Goal of the exercise =>
Each record below should be written out again exactly as given.

Material to process =>
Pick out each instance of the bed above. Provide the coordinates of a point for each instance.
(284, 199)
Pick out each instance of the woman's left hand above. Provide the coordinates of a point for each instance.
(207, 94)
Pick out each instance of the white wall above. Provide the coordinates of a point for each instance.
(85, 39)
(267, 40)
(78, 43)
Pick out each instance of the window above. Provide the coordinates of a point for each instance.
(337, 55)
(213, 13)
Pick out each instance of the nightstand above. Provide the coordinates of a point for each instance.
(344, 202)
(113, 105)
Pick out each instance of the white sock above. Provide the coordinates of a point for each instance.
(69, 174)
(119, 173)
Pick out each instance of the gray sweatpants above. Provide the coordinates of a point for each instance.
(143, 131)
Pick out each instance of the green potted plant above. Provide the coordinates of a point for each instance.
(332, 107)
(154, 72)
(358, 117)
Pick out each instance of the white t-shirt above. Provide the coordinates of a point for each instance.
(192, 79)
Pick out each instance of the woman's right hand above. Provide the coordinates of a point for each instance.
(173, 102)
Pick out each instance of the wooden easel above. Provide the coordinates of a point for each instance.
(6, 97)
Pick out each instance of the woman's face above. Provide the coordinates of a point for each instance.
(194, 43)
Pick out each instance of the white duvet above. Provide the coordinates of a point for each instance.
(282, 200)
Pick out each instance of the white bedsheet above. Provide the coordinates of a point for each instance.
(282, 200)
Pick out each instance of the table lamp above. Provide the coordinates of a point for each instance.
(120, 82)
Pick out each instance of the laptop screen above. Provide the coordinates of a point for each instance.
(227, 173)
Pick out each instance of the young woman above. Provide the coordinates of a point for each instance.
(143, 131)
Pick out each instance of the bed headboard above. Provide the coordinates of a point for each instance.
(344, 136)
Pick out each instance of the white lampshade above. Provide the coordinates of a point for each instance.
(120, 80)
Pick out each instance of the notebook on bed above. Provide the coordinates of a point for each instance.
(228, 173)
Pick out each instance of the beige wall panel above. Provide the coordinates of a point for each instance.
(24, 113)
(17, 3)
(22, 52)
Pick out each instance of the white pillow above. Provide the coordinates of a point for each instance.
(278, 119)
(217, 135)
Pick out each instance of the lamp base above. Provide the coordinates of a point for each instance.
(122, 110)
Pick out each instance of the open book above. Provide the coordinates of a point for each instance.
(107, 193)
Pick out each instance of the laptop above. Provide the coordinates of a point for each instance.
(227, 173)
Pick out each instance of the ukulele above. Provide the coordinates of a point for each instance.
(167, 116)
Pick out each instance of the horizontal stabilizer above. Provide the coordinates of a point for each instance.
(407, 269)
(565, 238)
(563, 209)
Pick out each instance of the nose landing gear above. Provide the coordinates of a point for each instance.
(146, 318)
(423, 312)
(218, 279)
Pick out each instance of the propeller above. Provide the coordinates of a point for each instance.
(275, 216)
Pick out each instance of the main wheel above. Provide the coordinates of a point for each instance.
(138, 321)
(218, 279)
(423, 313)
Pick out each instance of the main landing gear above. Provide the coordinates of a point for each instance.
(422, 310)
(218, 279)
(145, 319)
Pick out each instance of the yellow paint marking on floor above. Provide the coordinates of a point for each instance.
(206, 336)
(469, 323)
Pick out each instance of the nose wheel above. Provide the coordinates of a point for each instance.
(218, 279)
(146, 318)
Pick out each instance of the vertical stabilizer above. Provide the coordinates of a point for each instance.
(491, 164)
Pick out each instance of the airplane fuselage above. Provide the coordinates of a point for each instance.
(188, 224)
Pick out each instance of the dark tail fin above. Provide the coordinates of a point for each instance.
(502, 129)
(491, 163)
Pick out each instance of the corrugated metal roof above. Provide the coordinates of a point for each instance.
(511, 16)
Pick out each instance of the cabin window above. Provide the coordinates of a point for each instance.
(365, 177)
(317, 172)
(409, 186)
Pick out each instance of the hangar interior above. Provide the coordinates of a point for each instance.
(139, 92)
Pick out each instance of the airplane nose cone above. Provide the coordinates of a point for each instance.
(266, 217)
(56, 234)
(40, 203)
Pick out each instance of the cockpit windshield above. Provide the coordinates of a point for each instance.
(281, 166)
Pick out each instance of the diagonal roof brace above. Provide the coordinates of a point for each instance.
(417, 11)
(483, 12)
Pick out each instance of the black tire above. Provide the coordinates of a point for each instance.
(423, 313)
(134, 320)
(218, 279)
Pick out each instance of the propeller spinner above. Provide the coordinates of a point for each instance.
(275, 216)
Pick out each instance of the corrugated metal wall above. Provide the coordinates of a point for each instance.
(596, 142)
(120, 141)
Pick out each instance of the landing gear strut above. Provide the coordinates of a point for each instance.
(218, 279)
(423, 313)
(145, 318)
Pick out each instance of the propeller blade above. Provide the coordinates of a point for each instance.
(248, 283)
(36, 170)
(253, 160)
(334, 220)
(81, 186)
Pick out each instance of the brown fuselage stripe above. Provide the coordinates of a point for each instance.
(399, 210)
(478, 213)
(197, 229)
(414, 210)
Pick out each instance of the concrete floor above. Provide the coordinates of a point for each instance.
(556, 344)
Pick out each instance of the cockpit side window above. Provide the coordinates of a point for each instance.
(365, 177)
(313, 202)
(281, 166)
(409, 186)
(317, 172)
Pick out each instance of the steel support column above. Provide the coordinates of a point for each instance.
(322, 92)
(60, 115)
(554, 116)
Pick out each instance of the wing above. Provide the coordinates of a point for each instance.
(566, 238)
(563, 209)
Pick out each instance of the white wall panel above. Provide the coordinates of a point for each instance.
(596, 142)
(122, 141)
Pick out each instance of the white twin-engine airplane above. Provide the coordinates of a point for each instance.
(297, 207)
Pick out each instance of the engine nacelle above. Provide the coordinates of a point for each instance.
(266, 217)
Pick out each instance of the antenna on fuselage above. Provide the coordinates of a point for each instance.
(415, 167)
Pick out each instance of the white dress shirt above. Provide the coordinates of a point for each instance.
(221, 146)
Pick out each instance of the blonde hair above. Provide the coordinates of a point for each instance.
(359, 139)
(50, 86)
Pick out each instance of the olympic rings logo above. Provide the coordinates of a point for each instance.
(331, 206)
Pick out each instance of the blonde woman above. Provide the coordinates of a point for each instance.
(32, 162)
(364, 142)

Output =>
Pick out each instance of the bed above. Provide the coordinates of a point for each instance.
(284, 199)
Pick out each instance of the woman's left hand above. Provide the coordinates of a point for each instance.
(207, 94)
Pick out each instance of the white wall above. Provide the coordinates of a point for each instance.
(85, 39)
(267, 40)
(78, 43)
Pick out each instance of the window above. Provide the coordinates of a point for each instance.
(337, 55)
(213, 13)
Pick out each instance of the nightstand above. Provide the coordinates of a point for each instance.
(344, 202)
(113, 105)
Pick out each instance of the white sock above. Provide the coordinates of a point for each instance.
(69, 174)
(119, 173)
Pick out each instance of the gray sweatpants above. Provide the coordinates of a point for each instance.
(143, 131)
Pick out each instance of the green potted plant above. Provide the coordinates of a point for each instance.
(332, 107)
(154, 72)
(358, 117)
Pick out each instance of the white t-shirt above. Provide the coordinates of a point for each instance.
(192, 79)
Pick out each instance of the woman's right hand above. Provide the coordinates of a point for each instance.
(173, 102)
Pick out each instance of the wooden easel above. Provide the coordinates of a point for each instance.
(6, 97)
Pick out each instance of the woman's face above. Provide the coordinates of a point for each instance.
(194, 43)
Pick out each instance of the white duvet above. Provide the coordinates of a point for each instance.
(282, 200)
Pick out each instance of the white bedsheet above. Provide the coordinates of a point for each instance.
(282, 200)
Pick out each instance of the table lamp above. Provide the coordinates of a point for each instance.
(120, 82)
Pick out each instance of the laptop screen above. Provide the coordinates of a point for each instance.
(227, 173)
Pick out each instance of the young woman above. Provide the coordinates of a point for each instance.
(143, 131)
Pick out each instance of the bed headboard above. Provide the coordinates of a point for each instance.
(344, 136)
Pick out each instance of the white lampshade above. Provide the coordinates of a point for each instance.
(120, 80)
Pick out each instance of the notebook on bed above. Provide the coordinates of a point for each instance.
(228, 173)
Pick out each instance of the beige wall panel above. Provide the coordinates of a point for each instance.
(24, 113)
(17, 3)
(22, 52)
Pick out each instance of the white pillow above. Provide the coordinates of a point for each instance.
(278, 119)
(217, 135)
Pick out each instance of the lamp base above. Provide the coordinates of a point for each instance.
(122, 110)
Pick out each instance of the open book above. Provide the coordinates of a point for each instance.
(107, 193)
Pick out each instance of the laptop above. Provide the coordinates of a point for each instance.
(227, 173)
Pick out each instance of the ukulele above. Provide the coordinates of a point for each instance.
(167, 116)
Pick out each instance of the horizontal stabilizer above. Provide the coordinates of a point for each instance.
(407, 269)
(565, 238)
(563, 209)
Pick out each instance of the nose landing gear above. Provide the coordinates of a point for each instance.
(146, 318)
(423, 312)
(218, 279)
Pick out each instance of the propeller above. Provide the coordinates of a point for each instance.
(275, 216)
Pick out each instance of the main wheel above. Provide the coordinates of a point for each instance.
(138, 321)
(218, 279)
(423, 313)
Pick out each instance of the main landing gear above. Provide the coordinates of a point for each instance.
(422, 310)
(218, 279)
(145, 319)
Pick out each instance of the yellow paint marking on floor above. Provide the coordinates of a point for each instance.
(206, 336)
(469, 323)
Pick out each instance of the nose wheel above. Provide the coordinates of a point for each instance.
(218, 279)
(146, 318)
Pick out each instance of the vertical stabilizer above. Provide the coordinates of a point for each instance.
(491, 164)
Pick out each instance of the airplane fuselage above. Provide the coordinates of a point for each instance.
(188, 224)
Pick out each instance of the dark tail fin above. Provide the coordinates of a point for each instance.
(502, 129)
(491, 163)
Pick out each instance of the corrugated metal roof above. Provide the coordinates of a point for each instance.
(511, 16)
Pick out each instance of the cabin window above. Provide the coordinates of a point for each instance.
(365, 177)
(317, 172)
(409, 186)
Pick out each instance of the hangar interior above. Provide the coordinates of a point for each instance.
(139, 92)
Pick out each instance of the airplane nose cone above. Provide the coordinates of a point for each instance.
(266, 217)
(56, 234)
(40, 203)
Pick out each instance of the cockpit windshield above. Provide the coordinates of a point for each instance.
(281, 166)
Pick out each instance of the diagonal roof brace above. Provide the coordinates of a point for each instance.
(417, 11)
(483, 12)
Pick out each instance of the black tire above. Provide the coordinates of a point for each instance.
(423, 313)
(134, 320)
(218, 279)
Pick out each instance of the propeller spinner above. Provide the coordinates of a point for each instance.
(275, 216)
Pick out each instance of the corrugated metal wall above. Provide the coordinates of a point for each instance.
(596, 142)
(120, 141)
Pick out each instance of the landing gear strut above. Provide the coordinates of a point for each instance.
(218, 279)
(423, 313)
(145, 318)
Pick out each instance of the propeller blade above. Provide the coordinates of a point for each instance.
(248, 283)
(36, 170)
(253, 160)
(334, 220)
(81, 186)
Pick out each instance of the brown fuselage stripe above. Provide the coordinates of a point for each instance.
(399, 210)
(478, 213)
(197, 229)
(414, 210)
Pick out each instance of the concrete floor above. Provide the coordinates of a point for each instance.
(556, 344)
Pick out each instance of the cockpit side window above. Provide the coordinates of a point for each instance.
(365, 177)
(313, 202)
(281, 166)
(409, 186)
(317, 172)
Pick out each instance of the steel support column above. Provide the coordinates of a point for each instance.
(322, 92)
(60, 115)
(554, 116)
Pick out each instance of the wing above. Provide the coordinates of a point for each instance.
(566, 238)
(563, 209)
Pick out each instance of the white wall panel above. Provide the coordinates of a point for each instance.
(596, 142)
(122, 141)
Pick out each instance of the white twin-engine airplane above. Provide the coordinates of a point for each instance.
(297, 207)
Pick out each instance of the engine nacelle above. Provide the coordinates of a point for each instance.
(266, 217)
Pick out each instance of the antenna on fuselage above. Provide the coordinates of a point for each instance.
(415, 167)
Pick out each instance of the white dress shirt above. Provide the coordinates of a point for each instance.
(221, 146)
Pick out each instance of the blonde hair above. Provide the coordinates of a point for each instance.
(359, 139)
(50, 86)
Pick out each instance of the olympic rings logo above. Provide the coordinates of a point for each instance.
(331, 206)
Pick out each instance of the blonde woman above. Provide the coordinates of a point for each instance.
(32, 162)
(364, 142)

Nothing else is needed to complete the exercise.